◆ WRITTEN REQUEST
Pull out every line of the material below that contains the word "hilltop", and copy each such line in full.

◆ DATASET ROWS

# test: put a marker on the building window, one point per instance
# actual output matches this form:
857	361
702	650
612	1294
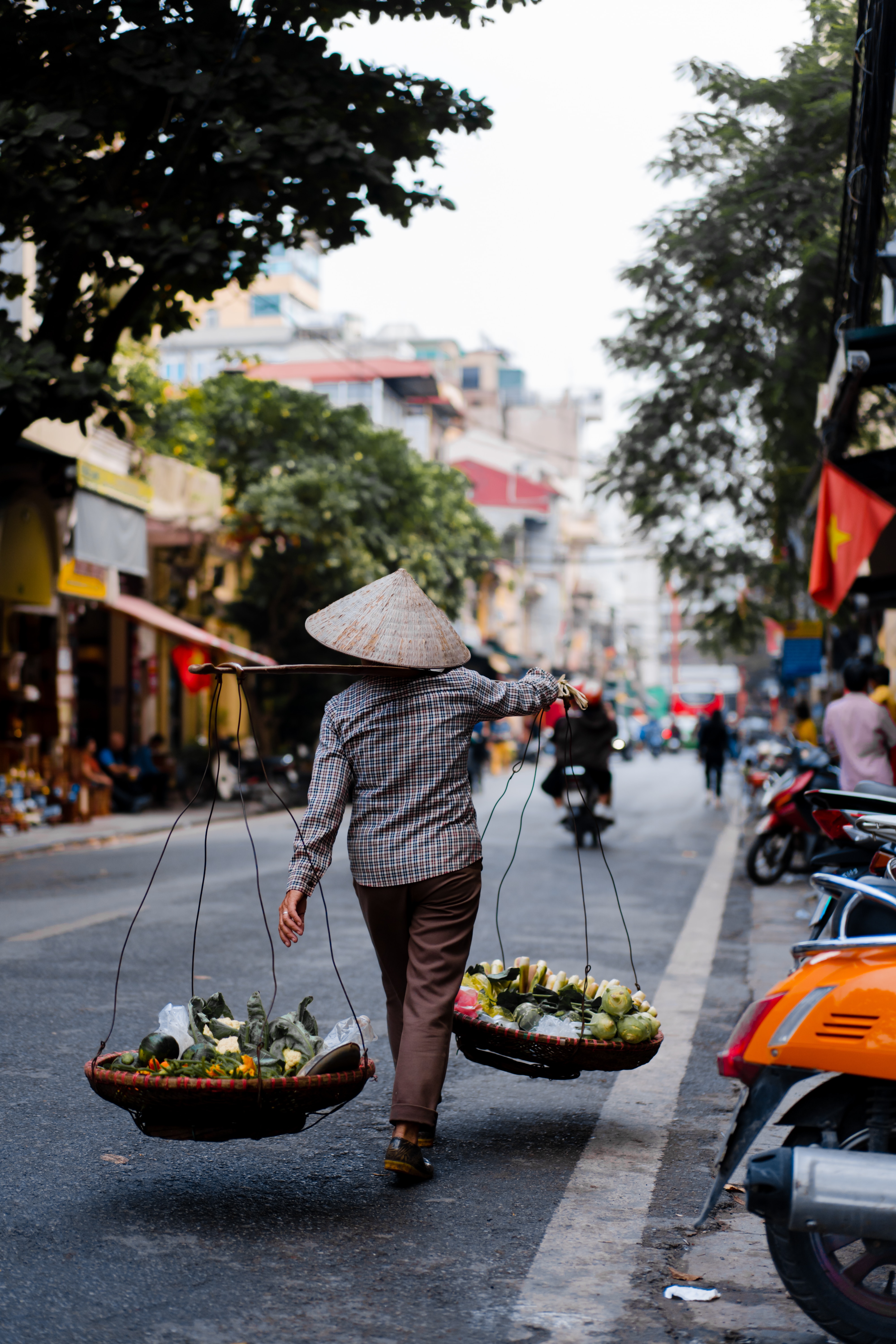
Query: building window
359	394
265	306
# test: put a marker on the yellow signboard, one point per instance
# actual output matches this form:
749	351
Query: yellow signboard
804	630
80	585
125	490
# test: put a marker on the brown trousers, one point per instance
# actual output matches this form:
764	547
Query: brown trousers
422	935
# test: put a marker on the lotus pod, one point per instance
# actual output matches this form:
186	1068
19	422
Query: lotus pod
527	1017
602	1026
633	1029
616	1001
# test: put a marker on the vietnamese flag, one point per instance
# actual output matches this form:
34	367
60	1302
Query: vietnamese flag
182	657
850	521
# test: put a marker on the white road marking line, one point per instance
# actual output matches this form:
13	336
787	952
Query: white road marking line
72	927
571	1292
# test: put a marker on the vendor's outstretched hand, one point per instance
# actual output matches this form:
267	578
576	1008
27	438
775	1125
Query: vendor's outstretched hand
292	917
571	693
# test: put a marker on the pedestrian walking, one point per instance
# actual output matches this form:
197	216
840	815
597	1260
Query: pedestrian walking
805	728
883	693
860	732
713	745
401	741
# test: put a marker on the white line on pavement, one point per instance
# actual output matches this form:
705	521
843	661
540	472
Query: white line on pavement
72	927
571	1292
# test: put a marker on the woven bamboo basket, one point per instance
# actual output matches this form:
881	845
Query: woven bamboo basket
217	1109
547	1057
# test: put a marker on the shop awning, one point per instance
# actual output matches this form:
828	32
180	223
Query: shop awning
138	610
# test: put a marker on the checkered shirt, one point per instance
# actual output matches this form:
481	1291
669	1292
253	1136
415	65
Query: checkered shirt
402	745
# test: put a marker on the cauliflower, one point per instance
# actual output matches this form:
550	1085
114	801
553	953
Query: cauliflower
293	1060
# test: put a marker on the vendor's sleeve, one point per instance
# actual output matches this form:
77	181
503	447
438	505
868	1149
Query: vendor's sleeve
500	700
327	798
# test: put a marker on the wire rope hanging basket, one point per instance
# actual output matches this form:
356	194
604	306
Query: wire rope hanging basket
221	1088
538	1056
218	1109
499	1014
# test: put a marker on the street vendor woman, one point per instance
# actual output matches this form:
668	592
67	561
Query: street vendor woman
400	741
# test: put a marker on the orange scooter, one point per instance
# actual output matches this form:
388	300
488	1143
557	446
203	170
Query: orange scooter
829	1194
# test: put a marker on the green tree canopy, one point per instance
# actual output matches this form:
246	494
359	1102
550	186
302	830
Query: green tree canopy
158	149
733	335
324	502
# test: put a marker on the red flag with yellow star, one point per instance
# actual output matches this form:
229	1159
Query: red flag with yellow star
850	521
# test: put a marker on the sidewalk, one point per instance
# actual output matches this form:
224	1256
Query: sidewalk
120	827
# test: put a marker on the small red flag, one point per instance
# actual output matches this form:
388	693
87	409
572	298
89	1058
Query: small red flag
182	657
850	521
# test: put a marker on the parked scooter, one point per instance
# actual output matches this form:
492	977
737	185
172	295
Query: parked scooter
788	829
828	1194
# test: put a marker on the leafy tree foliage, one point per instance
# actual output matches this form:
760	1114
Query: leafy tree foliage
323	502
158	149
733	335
--
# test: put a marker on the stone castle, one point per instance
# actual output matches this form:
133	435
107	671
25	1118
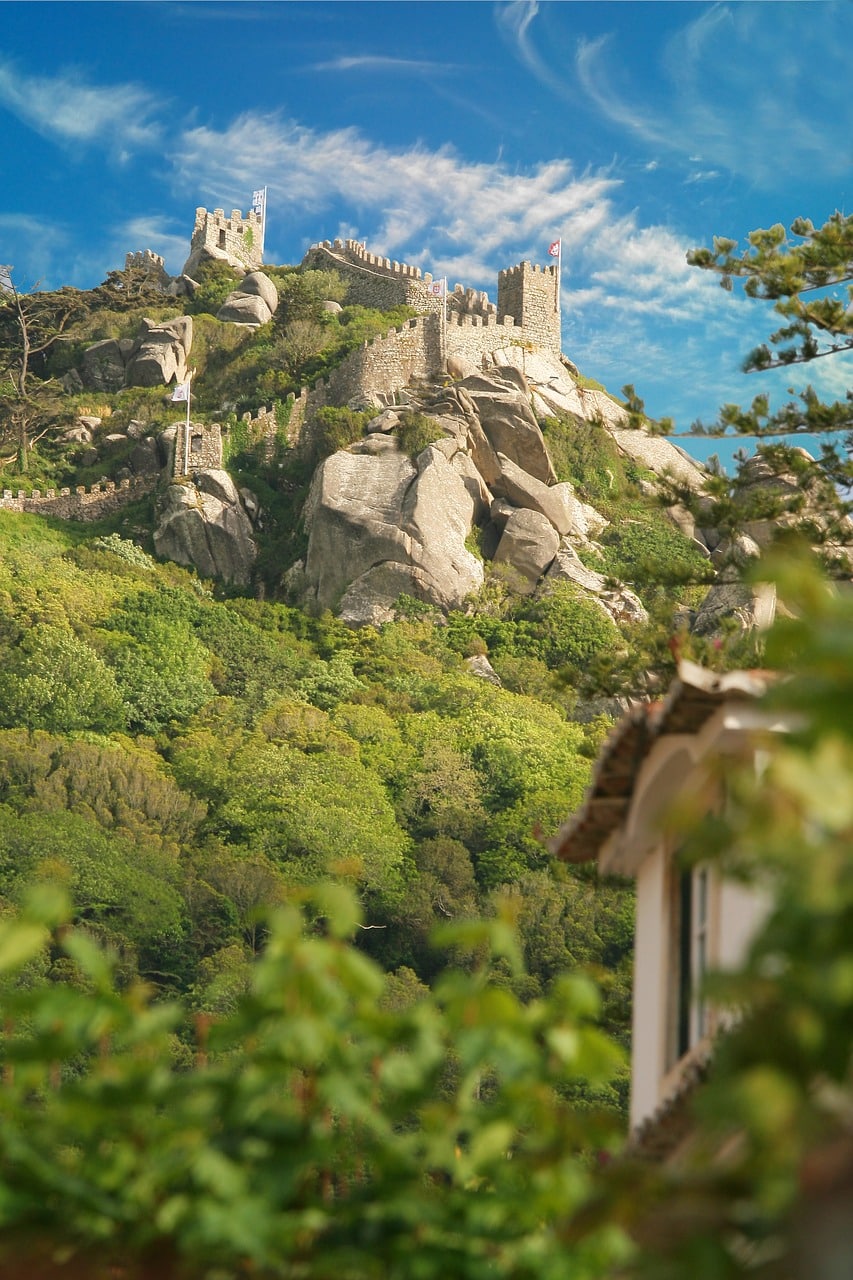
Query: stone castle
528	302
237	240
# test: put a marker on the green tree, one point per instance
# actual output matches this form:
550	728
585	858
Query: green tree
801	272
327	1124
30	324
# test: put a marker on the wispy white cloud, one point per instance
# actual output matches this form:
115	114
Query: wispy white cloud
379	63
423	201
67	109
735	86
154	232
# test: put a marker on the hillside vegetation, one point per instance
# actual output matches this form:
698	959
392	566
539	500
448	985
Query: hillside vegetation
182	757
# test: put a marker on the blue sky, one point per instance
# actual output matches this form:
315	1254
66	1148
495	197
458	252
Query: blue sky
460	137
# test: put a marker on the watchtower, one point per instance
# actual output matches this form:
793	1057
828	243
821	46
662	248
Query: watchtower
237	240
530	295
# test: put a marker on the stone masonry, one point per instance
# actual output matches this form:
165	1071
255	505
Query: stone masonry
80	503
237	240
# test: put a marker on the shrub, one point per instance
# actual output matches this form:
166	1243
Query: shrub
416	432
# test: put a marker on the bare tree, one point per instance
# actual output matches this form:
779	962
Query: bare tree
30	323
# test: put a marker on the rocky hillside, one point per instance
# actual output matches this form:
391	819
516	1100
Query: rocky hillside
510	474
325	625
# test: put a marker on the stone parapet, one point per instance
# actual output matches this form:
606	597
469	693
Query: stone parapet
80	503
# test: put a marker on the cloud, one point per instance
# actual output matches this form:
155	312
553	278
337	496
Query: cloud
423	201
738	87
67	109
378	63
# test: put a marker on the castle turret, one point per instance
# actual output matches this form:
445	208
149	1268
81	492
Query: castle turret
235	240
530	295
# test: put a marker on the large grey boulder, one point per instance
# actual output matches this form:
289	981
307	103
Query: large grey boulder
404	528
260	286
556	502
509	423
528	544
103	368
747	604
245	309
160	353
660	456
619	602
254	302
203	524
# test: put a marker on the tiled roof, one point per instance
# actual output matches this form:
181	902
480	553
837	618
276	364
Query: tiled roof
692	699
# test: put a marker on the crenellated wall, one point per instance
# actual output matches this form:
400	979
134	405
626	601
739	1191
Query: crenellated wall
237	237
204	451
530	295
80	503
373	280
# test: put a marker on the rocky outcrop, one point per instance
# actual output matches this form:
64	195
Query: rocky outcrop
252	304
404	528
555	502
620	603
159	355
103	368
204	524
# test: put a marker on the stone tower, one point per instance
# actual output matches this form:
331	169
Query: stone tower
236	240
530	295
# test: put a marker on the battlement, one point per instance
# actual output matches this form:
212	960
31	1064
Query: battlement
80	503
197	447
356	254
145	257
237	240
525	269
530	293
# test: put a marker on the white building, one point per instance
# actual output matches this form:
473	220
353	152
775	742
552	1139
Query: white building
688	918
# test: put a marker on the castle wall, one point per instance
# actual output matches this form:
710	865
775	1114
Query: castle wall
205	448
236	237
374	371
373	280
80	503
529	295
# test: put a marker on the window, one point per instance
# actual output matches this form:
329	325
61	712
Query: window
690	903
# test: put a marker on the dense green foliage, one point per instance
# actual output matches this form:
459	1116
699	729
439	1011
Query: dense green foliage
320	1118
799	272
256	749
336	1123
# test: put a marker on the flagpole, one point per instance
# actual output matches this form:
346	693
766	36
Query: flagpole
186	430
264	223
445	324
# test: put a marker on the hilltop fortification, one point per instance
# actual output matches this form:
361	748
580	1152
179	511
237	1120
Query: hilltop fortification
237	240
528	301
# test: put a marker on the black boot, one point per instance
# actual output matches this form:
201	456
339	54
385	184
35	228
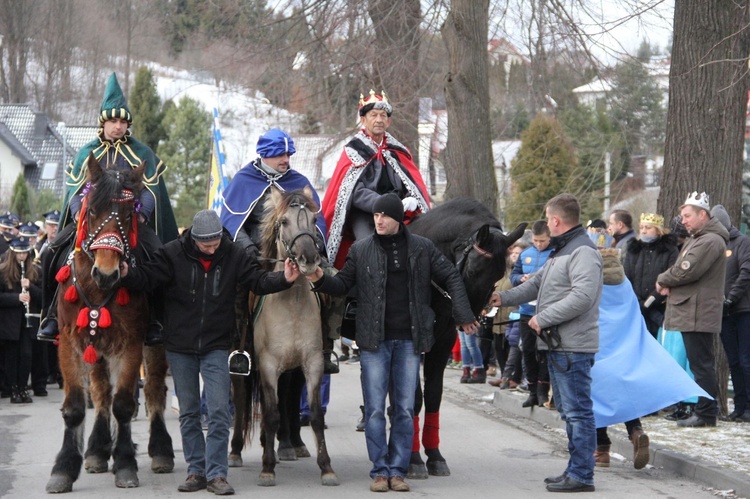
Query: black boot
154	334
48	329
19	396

◆ SOLUTION
# test: put a marker on the hilltop fortification, one point per instance
Query: hilltop fortification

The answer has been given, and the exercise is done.